• Written exercise: Reproduce word for word the lines in the rows below, starting with the line that contains "trace: white blurred area" and going on through the line that contains "POLYGON ((485 182, 485", both included.
★ ★ ★ ★
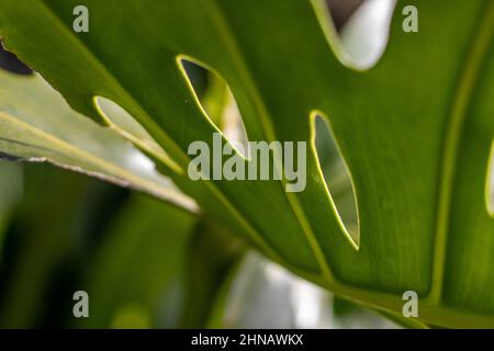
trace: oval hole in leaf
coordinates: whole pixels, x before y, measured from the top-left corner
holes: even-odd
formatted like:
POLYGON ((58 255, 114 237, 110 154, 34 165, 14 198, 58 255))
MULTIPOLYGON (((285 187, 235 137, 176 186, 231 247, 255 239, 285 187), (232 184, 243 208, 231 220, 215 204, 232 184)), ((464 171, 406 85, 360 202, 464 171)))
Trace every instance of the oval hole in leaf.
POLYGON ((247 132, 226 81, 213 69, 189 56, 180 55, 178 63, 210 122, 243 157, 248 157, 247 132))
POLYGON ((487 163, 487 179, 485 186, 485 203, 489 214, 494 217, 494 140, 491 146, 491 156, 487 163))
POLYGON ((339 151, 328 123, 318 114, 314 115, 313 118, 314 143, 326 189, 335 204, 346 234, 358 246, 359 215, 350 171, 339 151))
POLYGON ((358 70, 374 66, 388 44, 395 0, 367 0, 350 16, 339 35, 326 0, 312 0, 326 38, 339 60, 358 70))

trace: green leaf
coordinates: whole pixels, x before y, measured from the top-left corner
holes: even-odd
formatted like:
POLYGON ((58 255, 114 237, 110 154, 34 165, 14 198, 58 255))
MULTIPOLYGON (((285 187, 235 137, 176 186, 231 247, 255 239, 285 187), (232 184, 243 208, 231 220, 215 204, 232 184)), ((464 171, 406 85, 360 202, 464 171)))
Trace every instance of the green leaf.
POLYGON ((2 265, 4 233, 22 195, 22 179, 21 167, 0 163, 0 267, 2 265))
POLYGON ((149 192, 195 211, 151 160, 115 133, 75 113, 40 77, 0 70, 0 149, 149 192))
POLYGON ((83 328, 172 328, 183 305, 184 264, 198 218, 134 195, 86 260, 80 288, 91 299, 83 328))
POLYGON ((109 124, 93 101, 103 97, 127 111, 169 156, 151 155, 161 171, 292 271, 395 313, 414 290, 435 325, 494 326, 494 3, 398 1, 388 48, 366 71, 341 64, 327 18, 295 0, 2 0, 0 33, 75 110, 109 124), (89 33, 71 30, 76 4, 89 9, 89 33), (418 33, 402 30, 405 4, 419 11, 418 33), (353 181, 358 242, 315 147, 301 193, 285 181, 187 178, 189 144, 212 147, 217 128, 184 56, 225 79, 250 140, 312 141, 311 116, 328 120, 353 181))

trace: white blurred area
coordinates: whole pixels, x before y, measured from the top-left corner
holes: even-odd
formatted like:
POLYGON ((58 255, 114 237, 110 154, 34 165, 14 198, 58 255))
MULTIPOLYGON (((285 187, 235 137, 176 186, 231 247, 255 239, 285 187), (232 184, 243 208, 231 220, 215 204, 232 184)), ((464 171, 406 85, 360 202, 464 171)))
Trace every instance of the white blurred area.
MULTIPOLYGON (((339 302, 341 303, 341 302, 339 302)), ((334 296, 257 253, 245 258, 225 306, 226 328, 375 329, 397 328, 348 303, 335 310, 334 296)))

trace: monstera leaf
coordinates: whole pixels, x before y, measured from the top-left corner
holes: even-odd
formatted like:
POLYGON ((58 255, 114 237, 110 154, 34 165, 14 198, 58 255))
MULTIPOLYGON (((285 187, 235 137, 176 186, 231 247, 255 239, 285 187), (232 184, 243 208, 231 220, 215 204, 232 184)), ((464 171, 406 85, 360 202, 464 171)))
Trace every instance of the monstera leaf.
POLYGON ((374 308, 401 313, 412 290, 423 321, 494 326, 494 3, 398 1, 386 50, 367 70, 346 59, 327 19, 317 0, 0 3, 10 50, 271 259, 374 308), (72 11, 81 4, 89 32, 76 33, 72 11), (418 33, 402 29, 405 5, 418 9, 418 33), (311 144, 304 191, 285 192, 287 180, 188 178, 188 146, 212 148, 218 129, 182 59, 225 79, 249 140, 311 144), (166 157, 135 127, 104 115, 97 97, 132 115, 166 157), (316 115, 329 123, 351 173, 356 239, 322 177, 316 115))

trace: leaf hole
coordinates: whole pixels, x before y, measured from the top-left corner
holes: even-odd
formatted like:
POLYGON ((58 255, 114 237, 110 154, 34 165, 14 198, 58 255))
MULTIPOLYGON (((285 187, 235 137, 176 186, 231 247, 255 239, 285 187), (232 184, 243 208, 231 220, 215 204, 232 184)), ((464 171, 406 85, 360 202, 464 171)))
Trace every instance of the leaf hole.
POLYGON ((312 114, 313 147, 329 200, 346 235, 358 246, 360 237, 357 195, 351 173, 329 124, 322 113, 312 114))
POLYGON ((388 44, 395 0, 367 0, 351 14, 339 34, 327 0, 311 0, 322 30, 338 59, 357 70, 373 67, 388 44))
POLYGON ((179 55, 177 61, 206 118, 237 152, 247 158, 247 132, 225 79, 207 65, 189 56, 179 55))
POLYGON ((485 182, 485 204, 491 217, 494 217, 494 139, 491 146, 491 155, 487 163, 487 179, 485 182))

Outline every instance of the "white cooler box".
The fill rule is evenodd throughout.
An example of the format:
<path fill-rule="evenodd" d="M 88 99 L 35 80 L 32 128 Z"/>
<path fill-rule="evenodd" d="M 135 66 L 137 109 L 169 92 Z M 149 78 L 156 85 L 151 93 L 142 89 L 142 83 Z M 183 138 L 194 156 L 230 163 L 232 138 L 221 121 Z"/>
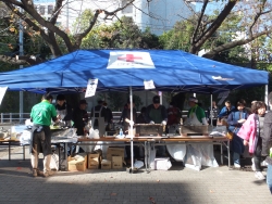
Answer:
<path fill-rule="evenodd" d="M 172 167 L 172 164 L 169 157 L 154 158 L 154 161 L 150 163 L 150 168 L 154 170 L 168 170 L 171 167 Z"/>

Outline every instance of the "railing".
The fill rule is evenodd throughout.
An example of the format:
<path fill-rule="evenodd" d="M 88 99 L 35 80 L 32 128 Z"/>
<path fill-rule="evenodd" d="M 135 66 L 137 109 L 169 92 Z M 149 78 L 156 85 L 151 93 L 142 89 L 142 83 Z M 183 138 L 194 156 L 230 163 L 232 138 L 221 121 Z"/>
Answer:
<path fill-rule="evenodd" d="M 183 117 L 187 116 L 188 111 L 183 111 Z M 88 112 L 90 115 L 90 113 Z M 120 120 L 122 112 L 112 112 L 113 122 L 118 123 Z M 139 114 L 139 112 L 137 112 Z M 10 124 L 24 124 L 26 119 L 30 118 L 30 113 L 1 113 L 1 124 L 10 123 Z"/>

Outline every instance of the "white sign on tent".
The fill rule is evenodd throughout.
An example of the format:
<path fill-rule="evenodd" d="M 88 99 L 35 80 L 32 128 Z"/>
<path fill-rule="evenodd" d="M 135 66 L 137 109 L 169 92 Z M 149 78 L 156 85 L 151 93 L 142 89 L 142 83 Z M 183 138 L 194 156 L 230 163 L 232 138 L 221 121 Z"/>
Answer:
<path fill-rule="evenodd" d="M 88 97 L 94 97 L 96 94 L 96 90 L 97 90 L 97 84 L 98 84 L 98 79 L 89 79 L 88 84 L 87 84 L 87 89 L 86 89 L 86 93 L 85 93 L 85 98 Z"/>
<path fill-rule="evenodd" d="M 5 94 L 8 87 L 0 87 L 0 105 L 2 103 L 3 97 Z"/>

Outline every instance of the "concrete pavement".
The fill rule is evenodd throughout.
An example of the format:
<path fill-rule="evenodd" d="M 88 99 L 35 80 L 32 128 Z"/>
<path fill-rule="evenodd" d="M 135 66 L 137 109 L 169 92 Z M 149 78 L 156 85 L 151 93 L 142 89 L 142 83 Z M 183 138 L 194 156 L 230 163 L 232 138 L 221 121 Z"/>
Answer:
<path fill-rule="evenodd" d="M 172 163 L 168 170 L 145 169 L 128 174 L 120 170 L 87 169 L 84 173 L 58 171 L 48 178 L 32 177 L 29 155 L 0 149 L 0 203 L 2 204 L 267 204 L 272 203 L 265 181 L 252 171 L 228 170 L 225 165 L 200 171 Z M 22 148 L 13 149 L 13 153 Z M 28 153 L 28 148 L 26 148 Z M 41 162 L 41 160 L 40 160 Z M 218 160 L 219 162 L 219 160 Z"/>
★ ★ ★ ★
• Expected answer:
trace: white blurred area
coordinates: whole pixels, x before y, measured from the top-left corner
holes: even-odd
formatted like:
POLYGON ((58 255, 114 237, 110 154, 34 165, 14 198, 58 255))
MULTIPOLYGON (((285 187, 235 137, 176 186, 231 247, 255 239, 285 187), (232 184, 243 208, 231 220, 215 204, 232 184)), ((464 171, 406 85, 360 202, 464 171)))
Trace every instance of the white blurred area.
MULTIPOLYGON (((339 302, 341 303, 341 302, 339 302)), ((334 296, 257 253, 245 258, 225 306, 226 328, 375 329, 397 328, 348 303, 335 310, 334 296)))

trace: monstera leaf
coordinates: whole pixels, x before y, measured from the top-left corner
holes: even-odd
formatted like:
POLYGON ((58 255, 114 237, 110 154, 34 165, 14 198, 58 255))
MULTIPOLYGON (((285 187, 235 137, 176 186, 231 247, 255 239, 285 187), (232 184, 243 208, 231 220, 215 204, 232 184)), ((464 171, 406 85, 360 202, 464 171)))
Trace every instance of the monstera leaf.
POLYGON ((374 308, 401 313, 412 290, 423 321, 494 326, 494 3, 398 1, 386 50, 367 70, 346 59, 327 19, 317 0, 0 3, 10 50, 271 259, 374 308), (72 11, 81 4, 89 32, 76 33, 72 11), (418 33, 402 29, 405 5, 418 9, 418 33), (311 144, 304 191, 285 192, 287 180, 188 178, 188 146, 212 148, 218 129, 182 59, 225 79, 249 140, 311 144), (166 157, 135 127, 104 115, 97 97, 132 115, 166 157), (316 115, 329 123, 351 173, 356 239, 322 177, 316 115))

trace: leaf hole
coordinates: whole pixels, x before y, measured from the top-left corner
holes: even-odd
formatted like:
POLYGON ((58 255, 114 237, 110 154, 34 165, 14 198, 58 255))
MULTIPOLYGON (((285 187, 235 137, 176 186, 231 247, 255 239, 285 187), (232 184, 243 208, 231 220, 215 204, 232 184)), ((464 171, 406 85, 360 202, 464 171)))
Trace every instance of the leaf hole.
POLYGON ((312 114, 313 147, 329 200, 346 235, 358 246, 360 237, 357 195, 351 173, 329 124, 322 113, 312 114))
POLYGON ((388 44, 395 0, 367 0, 351 14, 339 34, 327 0, 311 0, 322 30, 338 59, 357 70, 373 67, 388 44))
POLYGON ((179 55, 177 61, 206 118, 237 152, 247 158, 247 132, 225 79, 207 65, 189 56, 179 55))
POLYGON ((485 182, 485 204, 491 217, 494 217, 494 139, 491 146, 491 155, 487 163, 487 179, 485 182))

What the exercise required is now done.